→ **Data extracts**

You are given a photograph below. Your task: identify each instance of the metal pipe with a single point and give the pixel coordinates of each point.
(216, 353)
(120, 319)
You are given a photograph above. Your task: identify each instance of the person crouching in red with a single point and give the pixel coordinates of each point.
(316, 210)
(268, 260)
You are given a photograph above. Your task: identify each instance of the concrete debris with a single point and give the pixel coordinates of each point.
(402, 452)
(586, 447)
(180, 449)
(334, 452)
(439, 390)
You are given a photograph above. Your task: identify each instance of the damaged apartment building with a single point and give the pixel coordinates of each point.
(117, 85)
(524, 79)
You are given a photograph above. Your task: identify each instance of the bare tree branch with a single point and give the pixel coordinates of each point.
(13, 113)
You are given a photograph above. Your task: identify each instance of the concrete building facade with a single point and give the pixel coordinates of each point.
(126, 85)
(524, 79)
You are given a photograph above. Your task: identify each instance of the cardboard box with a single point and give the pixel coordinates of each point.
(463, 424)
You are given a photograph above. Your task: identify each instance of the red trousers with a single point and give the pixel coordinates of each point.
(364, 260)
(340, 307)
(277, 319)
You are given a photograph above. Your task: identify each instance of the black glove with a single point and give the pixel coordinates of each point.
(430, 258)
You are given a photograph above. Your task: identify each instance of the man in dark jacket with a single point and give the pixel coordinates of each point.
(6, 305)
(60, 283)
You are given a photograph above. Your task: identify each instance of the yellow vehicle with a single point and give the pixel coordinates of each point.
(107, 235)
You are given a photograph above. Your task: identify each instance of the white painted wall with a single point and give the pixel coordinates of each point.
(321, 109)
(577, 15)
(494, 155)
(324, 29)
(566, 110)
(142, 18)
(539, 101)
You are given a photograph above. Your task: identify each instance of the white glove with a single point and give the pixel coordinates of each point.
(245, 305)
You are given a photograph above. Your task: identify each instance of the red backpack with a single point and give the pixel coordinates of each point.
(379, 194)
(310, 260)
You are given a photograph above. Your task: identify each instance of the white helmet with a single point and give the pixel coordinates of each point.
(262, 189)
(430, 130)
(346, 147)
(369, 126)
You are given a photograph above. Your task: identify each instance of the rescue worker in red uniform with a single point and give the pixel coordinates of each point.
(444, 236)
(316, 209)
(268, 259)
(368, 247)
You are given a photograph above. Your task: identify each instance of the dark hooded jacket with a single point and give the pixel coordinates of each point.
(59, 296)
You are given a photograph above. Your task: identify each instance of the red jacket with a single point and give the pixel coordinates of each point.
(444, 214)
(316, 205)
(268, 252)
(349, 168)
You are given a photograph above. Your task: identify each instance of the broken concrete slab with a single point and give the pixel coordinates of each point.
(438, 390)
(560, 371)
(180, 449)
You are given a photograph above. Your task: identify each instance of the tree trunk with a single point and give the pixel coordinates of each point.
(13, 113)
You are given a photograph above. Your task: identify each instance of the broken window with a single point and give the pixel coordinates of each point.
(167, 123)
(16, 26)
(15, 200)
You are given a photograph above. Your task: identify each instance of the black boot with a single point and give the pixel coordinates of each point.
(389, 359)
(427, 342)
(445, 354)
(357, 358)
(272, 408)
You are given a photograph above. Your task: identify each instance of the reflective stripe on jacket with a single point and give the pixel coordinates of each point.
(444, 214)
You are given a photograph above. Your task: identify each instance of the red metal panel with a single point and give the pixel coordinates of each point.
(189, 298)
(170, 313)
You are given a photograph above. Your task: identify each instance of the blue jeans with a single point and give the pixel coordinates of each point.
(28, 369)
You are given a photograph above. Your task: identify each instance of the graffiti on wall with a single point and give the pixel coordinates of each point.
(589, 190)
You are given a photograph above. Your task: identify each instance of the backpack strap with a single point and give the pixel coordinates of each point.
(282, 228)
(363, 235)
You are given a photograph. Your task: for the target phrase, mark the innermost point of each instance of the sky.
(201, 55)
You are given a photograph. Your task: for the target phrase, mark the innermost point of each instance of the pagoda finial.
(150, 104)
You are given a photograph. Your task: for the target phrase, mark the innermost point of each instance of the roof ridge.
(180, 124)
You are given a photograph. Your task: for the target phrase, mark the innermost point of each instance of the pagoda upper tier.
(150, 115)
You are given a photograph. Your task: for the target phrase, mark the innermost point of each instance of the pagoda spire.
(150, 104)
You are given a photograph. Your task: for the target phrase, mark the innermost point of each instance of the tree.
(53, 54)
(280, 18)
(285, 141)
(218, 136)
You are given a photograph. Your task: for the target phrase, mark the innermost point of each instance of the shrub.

→ **Work instructions**
Extract all the material, leaving every line as it is.

→ **Reply**
You are given a photograph below. Your task: identify each instance of the metal pipe with a single point and give the pixel coordinates of each point.
(216, 353)
(120, 319)
You are given a photograph above. Your task: identify each instance of the person crouching in red with a single point and give the pixel coordinates of each point.
(316, 210)
(268, 260)
You are given a photograph above. Your task: identify each instance of the concrete debris with a single point and give the pixel coordinates of each point.
(402, 452)
(586, 447)
(180, 449)
(334, 452)
(439, 390)
You are given a photograph above. Your task: identify each instance of the damaged apartment building with a single point and give the pixel coordinates of each point.
(117, 85)
(524, 79)
You are given a photograph above. Your task: identify each instance of the bare tree branch with a single point and give the pixel coordinates of each point.
(13, 113)
You are given a photograph above. Your task: identify each instance of the concrete building facade with a single point and give the pixel coordinates of each point.
(126, 85)
(524, 79)
You are given a photograph above. Your task: identify each instance of the cardboard box with a single point and give the pixel coordinates of each point.
(463, 424)
You are given a photograph above. Your task: identify each instance of the red trousers with a single point and give the pixel coordinates of each point.
(364, 260)
(340, 307)
(277, 319)
You are given a photograph above. Your task: identify each instance of the black glove with a single point and give the pixel coordinates of each point.
(430, 258)
You are given a photograph above. Your task: identify each instance of the man in dark jacket with a single point and give the pixel coordinates of each point.
(6, 305)
(60, 283)
You are given a photograph above. Your task: identify each instance of the yellow vehicle with a single point and give the pixel coordinates of each point.
(107, 235)
You are given a photograph above. Your task: identify each instance of the white painted wall with a single point and give the pixel coordinates of each point.
(321, 109)
(577, 15)
(494, 155)
(324, 29)
(566, 110)
(142, 18)
(539, 101)
You are given a photograph above. Your task: identify each instance of the white glove with a single point and give the pixel coordinates of each point.
(245, 305)
You are given a photograph above. Your task: identify each instance of the red backpack with a single point and give the pixel coordinates of each point.
(379, 194)
(310, 260)
You are given a photograph above. Your task: identify each instance of the white helmet with a single point and give the pixel coordinates of each point.
(262, 189)
(430, 130)
(346, 147)
(369, 126)
You are given a photograph above. Your task: identify each instance of the rescue worker in red uniform with a single point and give the pixel coordinates of each point.
(444, 236)
(316, 209)
(268, 259)
(368, 247)
You are given a photograph above. Your task: identify each instance of the dark hooded jacket with a single point and give the pixel coordinates of each point.
(59, 296)
You are given a photograph above. Your task: identify each instance of the red jacket with a single point and give the pixel coordinates of each point.
(444, 214)
(316, 205)
(268, 252)
(349, 168)
You are given a photograph above. Your task: identify each instance of the broken concrete slab with a single point and give the pixel coordinates of each point.
(438, 390)
(560, 371)
(180, 449)
You are given a photograph above. Your task: identify each instance of the tree trunk with a single point and give the pixel coordinates of each point.
(13, 113)
You are given a photograph above. Your task: identify each instance of the broken window with a single point and give the pixel coordinates of each point.
(167, 123)
(16, 26)
(15, 200)
You are given a photograph above. Your task: identify each instance of the black boot with a single point and give the pixel coordinates of each point.
(389, 359)
(427, 342)
(445, 354)
(357, 358)
(272, 408)
You are given a photograph above. Your task: identify each instance of the reflective stripe on jacket with a single point and give the pixel coordinates of each point.
(444, 214)
You are given a photograph above. Your task: identify each instance of the red metal panel with a single point and give the pixel coordinates of each point.
(189, 298)
(170, 313)
You are given a photograph above. Your task: identify each instance of the blue jeans with a single point and give the pixel coordinates of each point.
(28, 369)
You are given a photograph above. Your task: identify each instance of the graffiti on wall with a single point and give the pixel coordinates of each point.
(589, 190)
You are given a photograph above. Your task: identify each instance of the backpack strap with a single point and give the pixel coordinates of each point.
(282, 228)
(363, 235)
You are given a photograph. Your task: for the target phrase, mark the innermost point of each instance of the sky.
(201, 55)
You are given a photograph. Your task: for the target phrase, mark the innermost point of each instance of the pagoda finial.
(150, 104)
You are given a photograph. Your task: for the target phrase, mark the innermost point of each instance of the roof ridge.
(180, 124)
You are given a photograph. Your task: for the target phrase, mark the innermost point of each instance of the pagoda upper tier.
(150, 115)
You are given a photograph. Your task: for the target phrase, mark the innermost point of each instance of the pagoda spire.
(150, 104)
You are given a photograph. Your task: for the target phrase, mark the innermost point of each instance of the tree.
(53, 54)
(280, 18)
(285, 141)
(218, 136)
You are given a photograph. Your task: for the target phrase, mark the innermost point of each instance of the shrub.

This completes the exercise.